• [Text extract]
● ● ● ● ●

Marooned with polar bears: Part Two

In Part One, pilot Sergey Ananov attempted a solo round-the-world helicopter flight. Disaster struck and he was stranded on an ice floe in the Arctic Circle, unaware of both his friends’ rescue mission and the predator that lurked nearby...

Somewhere in the DAVIS strait, one of the earth’s great hunters has stood upright and is waving its head back and forth. It can smell a seal under several feet of snow and a rotting whale carcass from 20 miles away. But this scent? It draws a blank, having never encountered a middle-aged Russian. Moving in its pigeon-toed walk, the polar bear heads off to inspect.

● ● ● ● ●

• [Work instructions]
1 – Copy the polar bear story word for word, everything from "Marooned with polar" down to "off to inspect.".
2 – Answer these questions on the polar bear story:
(a) What was Sergey Ananov attempting to do?
(b) Where was he stranded?
(c) From how far away can the polar bear smell a rotting whale carcass?
3 – Please continue the polar bear story with the next few sentences.
You won't need the lines that come after this story.

• [Outline lines for named regions]
● ● ● ● ●

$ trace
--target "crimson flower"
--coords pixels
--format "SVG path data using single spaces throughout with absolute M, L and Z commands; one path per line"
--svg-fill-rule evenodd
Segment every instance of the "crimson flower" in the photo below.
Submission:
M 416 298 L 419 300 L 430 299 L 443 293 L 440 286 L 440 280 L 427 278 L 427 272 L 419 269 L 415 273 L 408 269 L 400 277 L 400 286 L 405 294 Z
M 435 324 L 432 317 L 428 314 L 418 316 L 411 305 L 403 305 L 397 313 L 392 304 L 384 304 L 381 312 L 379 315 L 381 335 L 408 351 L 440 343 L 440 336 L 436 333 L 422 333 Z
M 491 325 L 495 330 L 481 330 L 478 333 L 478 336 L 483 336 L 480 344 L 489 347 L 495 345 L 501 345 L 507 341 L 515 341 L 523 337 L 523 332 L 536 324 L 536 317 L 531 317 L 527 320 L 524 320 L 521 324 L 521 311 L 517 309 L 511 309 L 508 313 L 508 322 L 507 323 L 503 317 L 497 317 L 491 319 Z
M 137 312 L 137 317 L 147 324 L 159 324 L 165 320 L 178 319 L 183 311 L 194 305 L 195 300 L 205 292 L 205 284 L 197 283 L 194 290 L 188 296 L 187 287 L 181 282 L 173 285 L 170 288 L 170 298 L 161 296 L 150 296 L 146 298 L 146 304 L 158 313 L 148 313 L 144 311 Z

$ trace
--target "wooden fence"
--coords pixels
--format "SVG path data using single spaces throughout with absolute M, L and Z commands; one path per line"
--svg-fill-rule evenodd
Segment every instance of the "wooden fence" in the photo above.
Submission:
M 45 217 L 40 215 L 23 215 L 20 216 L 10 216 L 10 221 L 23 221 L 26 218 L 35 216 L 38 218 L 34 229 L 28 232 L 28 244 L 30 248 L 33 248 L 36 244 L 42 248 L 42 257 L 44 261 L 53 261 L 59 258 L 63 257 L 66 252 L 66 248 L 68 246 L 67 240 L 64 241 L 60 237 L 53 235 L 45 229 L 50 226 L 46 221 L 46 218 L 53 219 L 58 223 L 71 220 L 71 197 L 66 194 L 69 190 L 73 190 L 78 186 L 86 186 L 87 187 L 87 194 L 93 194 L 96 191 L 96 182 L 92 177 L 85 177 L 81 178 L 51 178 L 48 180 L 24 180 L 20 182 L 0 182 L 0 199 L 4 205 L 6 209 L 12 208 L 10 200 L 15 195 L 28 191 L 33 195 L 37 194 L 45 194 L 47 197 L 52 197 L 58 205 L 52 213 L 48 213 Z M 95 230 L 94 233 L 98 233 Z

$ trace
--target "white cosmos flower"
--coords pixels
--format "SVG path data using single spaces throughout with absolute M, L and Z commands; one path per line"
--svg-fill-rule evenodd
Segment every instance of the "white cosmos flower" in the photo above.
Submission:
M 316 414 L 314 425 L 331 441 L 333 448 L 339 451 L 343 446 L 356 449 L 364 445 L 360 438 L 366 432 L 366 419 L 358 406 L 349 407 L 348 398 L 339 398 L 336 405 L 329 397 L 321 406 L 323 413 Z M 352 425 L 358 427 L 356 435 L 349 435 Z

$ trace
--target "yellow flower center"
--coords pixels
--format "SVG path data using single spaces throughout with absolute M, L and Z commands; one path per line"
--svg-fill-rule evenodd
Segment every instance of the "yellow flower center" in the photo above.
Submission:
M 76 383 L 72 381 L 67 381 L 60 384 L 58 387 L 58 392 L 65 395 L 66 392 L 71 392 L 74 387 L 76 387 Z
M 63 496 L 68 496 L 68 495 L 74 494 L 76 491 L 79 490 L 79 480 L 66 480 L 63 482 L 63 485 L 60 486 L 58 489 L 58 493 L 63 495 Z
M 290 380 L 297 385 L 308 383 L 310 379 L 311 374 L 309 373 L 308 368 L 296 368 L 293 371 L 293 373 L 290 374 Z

● ● ● ● ●

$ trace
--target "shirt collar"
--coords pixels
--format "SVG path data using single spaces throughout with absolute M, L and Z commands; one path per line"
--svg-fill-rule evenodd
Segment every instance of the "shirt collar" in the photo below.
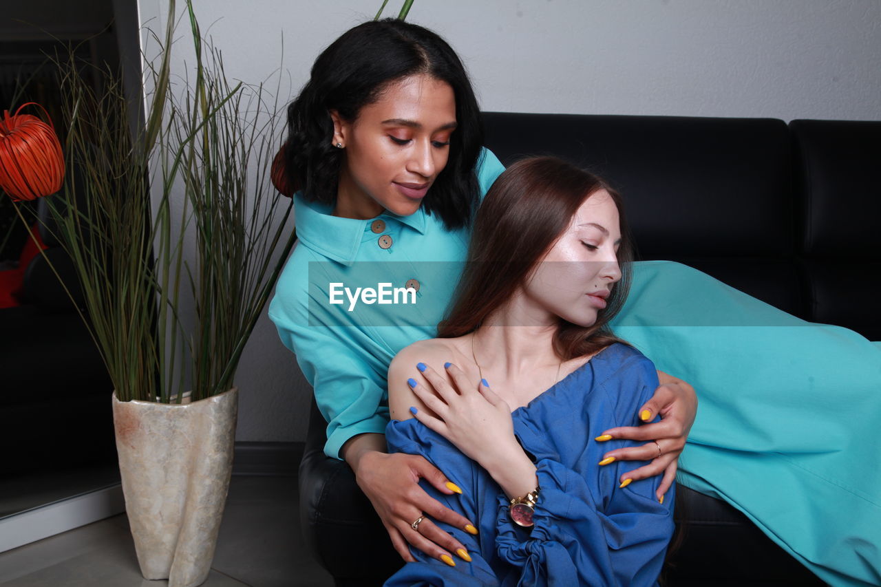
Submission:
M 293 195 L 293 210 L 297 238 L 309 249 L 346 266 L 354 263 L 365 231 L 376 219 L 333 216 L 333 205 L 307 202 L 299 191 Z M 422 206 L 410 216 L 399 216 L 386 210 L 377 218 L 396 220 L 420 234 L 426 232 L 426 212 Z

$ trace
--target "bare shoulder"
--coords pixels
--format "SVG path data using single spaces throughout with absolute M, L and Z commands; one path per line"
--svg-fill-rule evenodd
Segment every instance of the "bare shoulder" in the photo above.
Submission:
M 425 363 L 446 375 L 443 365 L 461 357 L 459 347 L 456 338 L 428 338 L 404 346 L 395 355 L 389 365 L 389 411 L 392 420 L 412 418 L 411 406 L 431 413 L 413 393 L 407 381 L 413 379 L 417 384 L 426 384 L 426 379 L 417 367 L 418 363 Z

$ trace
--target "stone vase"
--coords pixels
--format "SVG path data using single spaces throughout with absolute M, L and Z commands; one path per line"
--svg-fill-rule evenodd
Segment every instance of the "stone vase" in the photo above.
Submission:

● ● ● ● ●

• [Responses to the tasks]
1 –
Marooned with polar bears: Part Two

In Part One, pilot Sergey Ananov attempted a solo round-the-world helicopter flight. Disaster struck and he was stranded on an ice floe in the Arctic Circle, unaware of both his friends’ rescue mission and the predator that lurked nearby...

Somewhere in the DAVIS strait, one of the earth’s great hunters has stood upright and is waving its head back and forth. It can smell a seal under several feet of snow and a rotting whale carcass from 20 miles away. But this scent? It draws a blank, having never encountered a middle-aged Russian. Moving in its pigeon-toed walk, the polar bear heads off to inspect.

2 –
(a) A solo round-the-world helicopter flight.
(b) On an ice floe in the Arctic Circle.
(c) 20 miles.

3 –
The summer before, in nearby Arctic Bay, 31-year-old Adrian Arnauyumayuq and his 26-year-old brother-in-law ventured out on their annual hunting trip. The first night, they set up camp on an ice floe. In the morning, they were woken up by a 450-kilogram polar bear ripping apart their tent. Both men lived but were severely injured. In the Arctic, these kinds of stories usually end not in survival, but disaster. 

polar bear
Image via Mental Floss

About four hours after falling out of the sky, Sergey is still on his stomach inside his makeshift tent when he hears the sound of heavy breathing and crunching snow. He peeks out from under the raft and sees the bear, its fur wet after swimming from floe to floe.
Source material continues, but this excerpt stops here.